[Exercise prompt] Turn every line of the entries below into a Markdown table with the columns "Row" and "Line," where "Row" holds a running number and "Line" holds the text of that line. Skip blank lines and leave the pictures out of the table.

--- Start of Input rows ---

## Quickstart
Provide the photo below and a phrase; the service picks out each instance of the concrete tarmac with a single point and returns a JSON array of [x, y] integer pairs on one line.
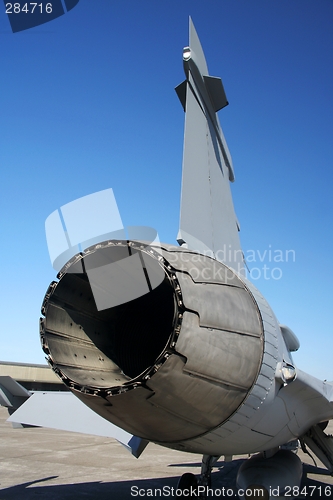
[[39, 463]]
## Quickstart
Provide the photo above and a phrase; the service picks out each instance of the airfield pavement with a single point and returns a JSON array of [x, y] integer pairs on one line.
[[39, 463]]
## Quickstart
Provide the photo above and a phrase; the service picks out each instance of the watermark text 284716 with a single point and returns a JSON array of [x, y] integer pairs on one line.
[[28, 7]]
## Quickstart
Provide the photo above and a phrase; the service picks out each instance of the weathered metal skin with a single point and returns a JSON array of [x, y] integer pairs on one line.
[[171, 365]]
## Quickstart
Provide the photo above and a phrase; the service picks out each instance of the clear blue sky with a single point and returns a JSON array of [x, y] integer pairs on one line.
[[87, 103]]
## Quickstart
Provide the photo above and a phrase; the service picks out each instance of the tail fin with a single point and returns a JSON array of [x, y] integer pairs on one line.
[[208, 222]]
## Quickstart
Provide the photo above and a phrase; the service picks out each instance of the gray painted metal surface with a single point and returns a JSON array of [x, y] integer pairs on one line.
[[207, 219]]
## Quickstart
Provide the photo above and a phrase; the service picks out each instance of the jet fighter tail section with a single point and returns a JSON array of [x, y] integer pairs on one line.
[[208, 223]]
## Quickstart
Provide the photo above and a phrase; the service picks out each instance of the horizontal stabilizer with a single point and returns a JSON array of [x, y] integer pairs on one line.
[[64, 411], [216, 92], [208, 223], [181, 90], [12, 394]]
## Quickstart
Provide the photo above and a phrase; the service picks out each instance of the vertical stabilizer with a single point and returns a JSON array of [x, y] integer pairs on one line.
[[208, 222]]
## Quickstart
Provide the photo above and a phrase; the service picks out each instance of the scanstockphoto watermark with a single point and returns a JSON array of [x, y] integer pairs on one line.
[[268, 263], [254, 492], [194, 492]]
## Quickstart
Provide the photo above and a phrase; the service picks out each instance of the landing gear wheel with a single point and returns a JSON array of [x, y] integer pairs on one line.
[[189, 483]]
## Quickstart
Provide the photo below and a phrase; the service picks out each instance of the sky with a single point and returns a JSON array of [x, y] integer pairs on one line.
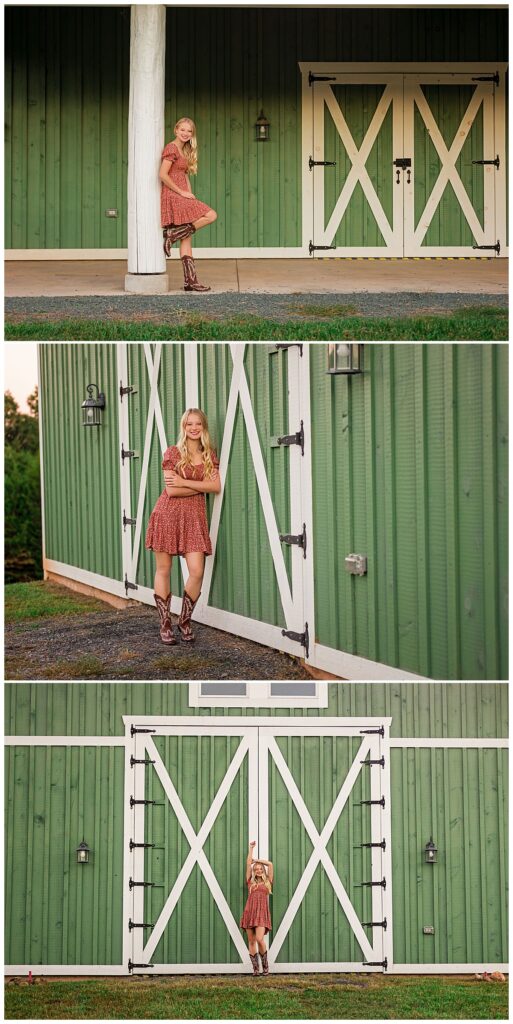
[[20, 371]]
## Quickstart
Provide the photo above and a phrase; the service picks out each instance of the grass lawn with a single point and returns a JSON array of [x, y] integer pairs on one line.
[[472, 324], [281, 997], [41, 599]]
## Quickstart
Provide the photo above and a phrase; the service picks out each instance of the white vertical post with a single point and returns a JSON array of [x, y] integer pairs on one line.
[[146, 263]]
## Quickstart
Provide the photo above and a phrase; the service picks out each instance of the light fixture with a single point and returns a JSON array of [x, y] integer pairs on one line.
[[344, 358], [431, 851], [83, 852], [262, 128], [91, 408]]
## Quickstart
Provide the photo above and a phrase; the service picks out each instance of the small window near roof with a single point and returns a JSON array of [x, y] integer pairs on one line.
[[258, 694]]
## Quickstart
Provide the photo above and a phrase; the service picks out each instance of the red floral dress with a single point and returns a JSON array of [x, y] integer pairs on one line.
[[179, 524], [256, 912], [176, 209]]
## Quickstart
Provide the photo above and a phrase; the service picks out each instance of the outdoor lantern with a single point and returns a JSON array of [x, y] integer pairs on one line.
[[344, 358], [91, 408], [83, 852], [262, 128], [431, 851]]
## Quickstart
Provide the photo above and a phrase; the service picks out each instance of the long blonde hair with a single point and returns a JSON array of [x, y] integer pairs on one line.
[[265, 881], [190, 147], [206, 449]]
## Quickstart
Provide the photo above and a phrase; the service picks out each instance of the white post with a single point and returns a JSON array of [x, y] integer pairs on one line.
[[146, 262]]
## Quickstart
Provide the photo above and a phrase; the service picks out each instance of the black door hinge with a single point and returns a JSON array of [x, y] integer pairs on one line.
[[125, 454], [131, 967], [376, 924], [126, 390], [144, 885], [154, 803], [298, 438], [301, 638], [487, 78], [497, 247], [321, 163], [312, 248], [495, 163], [299, 539], [127, 521], [129, 586], [290, 344], [383, 964], [381, 762], [318, 78]]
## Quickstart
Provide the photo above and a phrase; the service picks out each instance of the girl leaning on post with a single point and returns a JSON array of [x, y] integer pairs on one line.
[[256, 916], [181, 213], [178, 522]]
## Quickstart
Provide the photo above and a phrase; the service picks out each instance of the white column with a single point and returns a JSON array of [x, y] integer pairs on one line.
[[146, 263]]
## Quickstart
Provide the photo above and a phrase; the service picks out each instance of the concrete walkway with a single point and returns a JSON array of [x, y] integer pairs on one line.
[[299, 276]]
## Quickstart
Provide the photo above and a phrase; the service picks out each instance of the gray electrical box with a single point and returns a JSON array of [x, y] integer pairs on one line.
[[355, 564]]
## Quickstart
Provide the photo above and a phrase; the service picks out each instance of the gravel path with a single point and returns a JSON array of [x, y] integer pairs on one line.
[[126, 644], [223, 305]]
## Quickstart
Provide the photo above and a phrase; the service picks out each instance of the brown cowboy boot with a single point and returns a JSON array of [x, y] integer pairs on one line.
[[190, 283], [254, 961], [164, 609], [175, 232], [265, 964], [187, 607]]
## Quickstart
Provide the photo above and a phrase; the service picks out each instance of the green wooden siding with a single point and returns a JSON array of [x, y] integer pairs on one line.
[[67, 109], [82, 505], [410, 468]]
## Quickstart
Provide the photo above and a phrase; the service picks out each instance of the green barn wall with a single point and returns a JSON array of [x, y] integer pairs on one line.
[[410, 467], [67, 105], [54, 796]]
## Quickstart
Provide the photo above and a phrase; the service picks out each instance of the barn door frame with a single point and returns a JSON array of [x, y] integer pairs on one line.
[[257, 741], [315, 91]]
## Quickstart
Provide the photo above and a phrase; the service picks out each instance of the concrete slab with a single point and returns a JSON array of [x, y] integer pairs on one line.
[[62, 278]]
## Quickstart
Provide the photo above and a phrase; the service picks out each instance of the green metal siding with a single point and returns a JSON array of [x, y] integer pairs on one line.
[[67, 102], [81, 465], [410, 468]]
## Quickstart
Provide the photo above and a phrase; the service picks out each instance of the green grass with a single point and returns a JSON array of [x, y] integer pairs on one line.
[[284, 997], [41, 599], [472, 324]]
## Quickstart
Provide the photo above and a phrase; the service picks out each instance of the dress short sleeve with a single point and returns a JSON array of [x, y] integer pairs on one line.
[[170, 153], [171, 457]]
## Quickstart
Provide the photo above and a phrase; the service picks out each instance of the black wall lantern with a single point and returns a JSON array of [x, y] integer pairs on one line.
[[345, 358], [431, 851], [262, 128], [91, 408], [83, 852]]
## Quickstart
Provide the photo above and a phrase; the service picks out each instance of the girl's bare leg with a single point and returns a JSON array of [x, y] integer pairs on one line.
[[163, 573], [196, 566]]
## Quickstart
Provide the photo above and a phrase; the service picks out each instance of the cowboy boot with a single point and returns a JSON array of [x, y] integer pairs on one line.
[[265, 963], [187, 607], [190, 283], [254, 961], [164, 609], [175, 232]]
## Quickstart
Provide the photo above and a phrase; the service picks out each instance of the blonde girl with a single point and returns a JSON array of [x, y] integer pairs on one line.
[[178, 522], [181, 213]]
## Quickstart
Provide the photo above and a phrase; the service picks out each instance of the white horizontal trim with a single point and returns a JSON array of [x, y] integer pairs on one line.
[[65, 740], [445, 968], [417, 67], [456, 742]]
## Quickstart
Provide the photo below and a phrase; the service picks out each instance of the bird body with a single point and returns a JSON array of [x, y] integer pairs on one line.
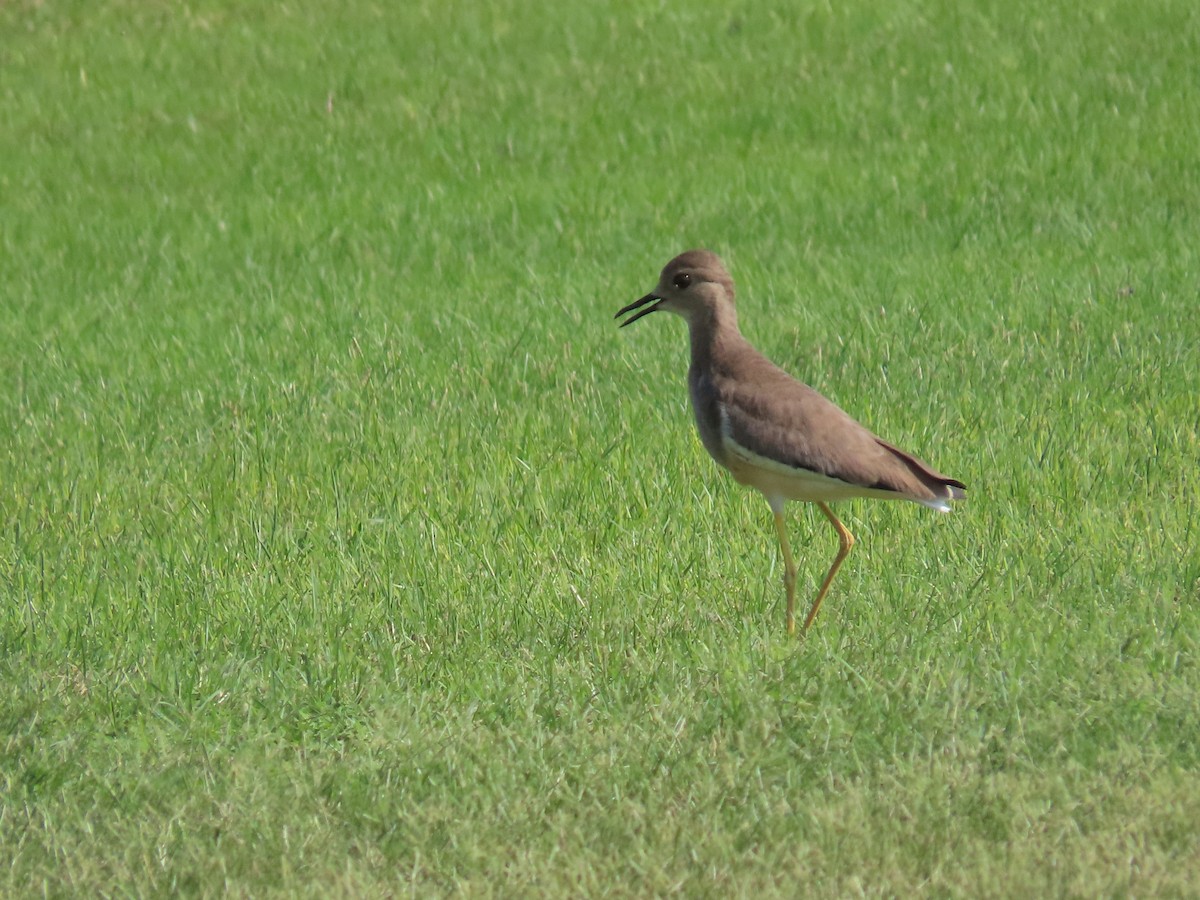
[[771, 431]]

--- End of Input rows ---

[Solution]
| Row | Line |
|---|---|
| 1 | ## Quickstart |
| 2 | Provide the photo below and a phrase; the service picks out each instance of the concrete tarmac with a single point and returns a JSON array of [x, y] integer pairs on one line. |
| 3 | [[39, 463]] |
| 4 | ## Quickstart |
| 5 | Provide the photo above and a phrase; the service picks out each instance of the airfield pavement with a single point and returns a JSON array of [x, y] integer pairs on one line. |
| 6 | [[39, 463]] |
| 7 | ## Quickstart |
| 8 | Provide the photo above and a phrase; the service picks out each instance of the watermark text 284716 with a single point and returns a JSON array of [x, y] integer pairs on one line. |
| 9 | [[28, 7]] |
| 10 | ## Quickstart |
| 11 | Provide the photo above and a phrase; the service picks out each instance of the weathered metal skin with a single point and returns a JSON array of [x, y] integer pairs on one line. |
| 12 | [[171, 365]] |
| 13 | ## Quickstart |
| 14 | Provide the photo above and a phrase; the service picks out each instance of the clear blue sky with a single point and returns a JSON array of [x, y] integer pairs on one line. |
| 15 | [[87, 103]] |
| 16 | ## Quickstart |
| 17 | Provide the photo above and a phrase; the service picks out each instance of the tail fin with a single point and returns a JSON array of [x, y] integer pairs on one line. |
| 18 | [[208, 222]] |
| 19 | ## Quickstart |
| 20 | Provide the photo above and a phrase; the service picks out each instance of the gray painted metal surface with a single point and returns a JSON array of [x, y] integer pairs on one line. |
| 21 | [[207, 219]] |
| 22 | ## Quickstart |
| 23 | Provide the photo above and a phrase; the service picks out each instance of the jet fighter tail section with a single point and returns a JSON array of [x, y] integer pairs on one line. |
| 24 | [[208, 223]] |
| 25 | ## Quickstart |
| 26 | Provide the photo above and a phrase; the service picks out each instance of the horizontal stabilizer with a single point and returns a JSON array of [x, y] integer pairs on one line. |
| 27 | [[64, 411], [216, 92], [208, 223], [181, 90], [12, 394]] |
| 28 | ## Quickstart |
| 29 | Provide the photo above and a phrase; the service picks out each instance of the vertical stabilizer with a single point and returns a JSON array of [x, y] integer pairs on one line. |
| 30 | [[208, 222]] |
| 31 | ## Quickstart |
| 32 | Provide the photo above and a phrase; the service picks out each instance of the scanstockphoto watermark with a single point and returns a JSON array of [x, y] integer pairs on one line. |
| 33 | [[268, 263], [254, 492], [194, 492]] |
| 34 | ## Quickstart |
| 35 | Provide the photo above and a phrase; the service picks out each instance of the landing gear wheel with a single point and returns a JSON array of [x, y] integer pairs on one line. |
| 36 | [[189, 483]] |
| 37 | ## Quickstart |
| 38 | Provide the photo below and a phrase; the service picks out each instance of the sky with a single point and returns a JSON array of [x, y] integer pairs on one line. |
| 39 | [[20, 371]] |
| 40 | ## Quickstart |
| 41 | Provide the photo above and a phrase; the service picks out each instance of the grass lawn with a single point and returns a JSON array of [x, y] integer pairs on one line. |
| 42 | [[472, 324], [281, 997], [41, 599]] |
| 43 | ## Quickstart |
| 44 | Provide the photo above and a phrase; the service picks out each instance of the white vertical post with a single point and returns a JSON array of [x, y] integer pairs on one line. |
| 45 | [[146, 263]] |
| 46 | ## Quickstart |
| 47 | Provide the photo above and a phrase; the service picks out each instance of the light fixture with a single point and returns a JSON array of [x, y] integer pairs on one line. |
| 48 | [[344, 358], [431, 851], [83, 852], [262, 128], [91, 408]] |
| 49 | ## Quickstart |
| 50 | Provide the photo above and a phrase; the service picks out each instance of the small window near roof with a single point and returns a JSON array of [x, y] integer pairs on one line. |
| 51 | [[258, 694]] |
| 52 | ## Quickstart |
| 53 | Provide the photo above and a phrase; the service picks out each instance of the red floral dress with a single point and returns a JSON array of [x, y] integer pairs on one line. |
| 54 | [[179, 524], [256, 912], [176, 209]] |
| 55 | ## Quickstart |
| 56 | Provide the photo above and a phrase; the service picks out each instance of the outdoor lantern with a single point and returns a JSON array of [x, y] integer pairs on one line. |
| 57 | [[344, 358], [91, 408], [83, 852], [262, 128], [431, 851]] |
| 58 | ## Quickstart |
| 59 | Provide the photo above and a phrase; the service picks out each instance of the long blonde hair with a single point and returns a JSON array of [x, y] integer pairs on one line. |
| 60 | [[265, 881], [190, 147], [206, 449]] |
| 61 | ## Quickstart |
| 62 | Provide the photo above and a phrase; the service picks out each instance of the white post with a single point and returns a JSON array of [x, y] integer pairs on one line. |
| 63 | [[146, 262]] |
| 64 | ## Quickstart |
| 65 | Provide the photo above and a phrase; the service picks out each instance of the black door hinge with a single point and returns a JSON array of [x, y] integer pairs on one line. |
| 66 | [[125, 454], [131, 967], [376, 924], [126, 390], [144, 885], [154, 803], [298, 438], [301, 638], [487, 78], [497, 247], [321, 163], [312, 248], [495, 163], [299, 539], [127, 521], [129, 586], [290, 344], [383, 964], [381, 762], [318, 78]] |
| 67 | ## Quickstart |
| 68 | Provide the photo above and a phrase; the service picks out each instance of the girl leaning on post with a single point and returns a JSON array of [x, y] integer pairs on one line. |
| 69 | [[256, 916], [181, 213], [178, 522]] |
| 70 | ## Quickstart |
| 71 | Provide the photo above and a phrase; the service picks out each instance of the white column with a single point and returns a JSON array of [x, y] integer pairs on one line. |
| 72 | [[146, 263]] |
| 73 | ## Quickstart |
| 74 | Provide the photo above and a phrase; the service picks out each instance of the concrete walkway with a single point and returns a JSON array of [x, y] integer pairs on one line. |
| 75 | [[299, 276]] |
| 76 | ## Quickstart |
| 77 | Provide the photo above and a phrase; the service picks out each instance of the gray electrical box with a single point and returns a JSON array of [x, y] integer pairs on one line. |
| 78 | [[355, 564]] |
| 79 | ## Quickstart |
| 80 | Provide the photo above and a phrase; the service picks out each instance of the gravel path with a single point and returns a JSON array of [x, y] integer pairs on one line. |
| 81 | [[126, 644], [223, 305]] |
| 82 | ## Quickstart |
| 83 | Provide the photo above and a phrase; the service picks out each instance of the brown cowboy boot with a single point and returns a JSON array of [x, y] integer pairs on one line. |
| 84 | [[190, 283], [254, 961], [164, 609], [175, 232], [265, 964], [187, 607]] |
| 85 | ## Quickstart |
| 86 | Provide the photo above and a phrase; the service picks out each instance of the green wooden siding with a single point and returns a JSON array of [x, y] integer pairs on one line. |
| 87 | [[67, 109], [82, 505], [410, 468]] |
| 88 | ## Quickstart |
| 89 | Provide the photo above and a phrase; the service picks out each instance of the green barn wall with a single point and returns a JSON array of [x, y] integer pairs on one line. |
| 90 | [[410, 467], [67, 105], [54, 796]] |
| 91 | ## Quickstart |
| 92 | Provide the photo above and a phrase; the service picks out each instance of the barn door frame with a single point and returns a JSON array of [x, y] integer pairs on one line. |
| 93 | [[257, 741], [315, 91]] |
| 94 | ## Quickstart |
| 95 | Provide the photo above and a phrase; the service picks out each instance of the concrete slab with a single point and returns a JSON array of [x, y] integer pairs on one line. |
| 96 | [[62, 278]] |
| 97 | ## Quickstart |
| 98 | Provide the photo above and a phrase; the service picks out each instance of the green metal siding with a single point and returns a JSON array of [x, y] integer pairs on one line. |
| 99 | [[67, 102], [81, 465], [410, 468]] |
| 100 | ## Quickstart |
| 101 | Provide the photo above and a phrase; the service picks out each instance of the green grass with a single point and returns a JSON array of [x, y] integer pairs on one line. |
| 102 | [[284, 997], [41, 599], [472, 324]] |
| 103 | ## Quickstart |
| 104 | Provide the photo above and a phrase; the service picks out each instance of the dress short sleeve with a single point and returns a JSON array of [x, y] integer pairs on one line. |
| 105 | [[170, 153], [171, 457]] |
| 106 | ## Quickstart |
| 107 | Provide the photo above and a phrase; the service picks out each instance of the black wall lantern with a single point and returns a JSON array of [x, y] integer pairs on one line. |
| 108 | [[345, 358], [431, 851], [262, 128], [91, 408], [83, 852]] |
| 109 | ## Quickstart |
| 110 | Provide the photo above and a phrase; the service picks out each instance of the girl's bare leg with a single point and returns a JSON array of [x, y] integer pairs on one line. |
| 111 | [[163, 573], [196, 566]] |
| 112 | ## Quickstart |
| 113 | Provide the photo above and a phrase; the service picks out each instance of the cowboy boot with a single point and returns a JSON array of [x, y] integer pairs on one line. |
| 114 | [[265, 963], [187, 607], [190, 283], [254, 961], [164, 609], [175, 232]] |
| 115 | ## Quickstart |
| 116 | Provide the photo above and a phrase; the service picks out each instance of the blonde girl with a single point and returns a JSON array of [x, y] integer pairs on one line. |
| 117 | [[178, 522], [181, 213]] |
| 118 | ## Quickstart |
| 119 | Provide the photo above and a phrase; the service picks out each instance of the white horizontal trim with a single point and returns a JSON array of [x, y] integer pairs on one line. |
| 120 | [[65, 740], [445, 968], [417, 67], [456, 742]] |
| 121 | ## Quickstart |
| 122 | Provide the photo below and a phrase; the service picks out each instance of the bird body with a single point and returns a JSON array of [x, y] integer pairs on one line. |
| 123 | [[771, 431]] |